## Challenge:
Each record below must be returned exactly as shown.

[Records from a collection]
___
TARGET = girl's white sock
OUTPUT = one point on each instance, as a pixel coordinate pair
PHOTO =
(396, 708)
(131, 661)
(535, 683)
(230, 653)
___
## Exercise output:
TARGET = girl's white sock
OUTPUT = one point on each instance, as a pixel coordinate pair
PHOTO =
(396, 708)
(131, 661)
(535, 683)
(230, 653)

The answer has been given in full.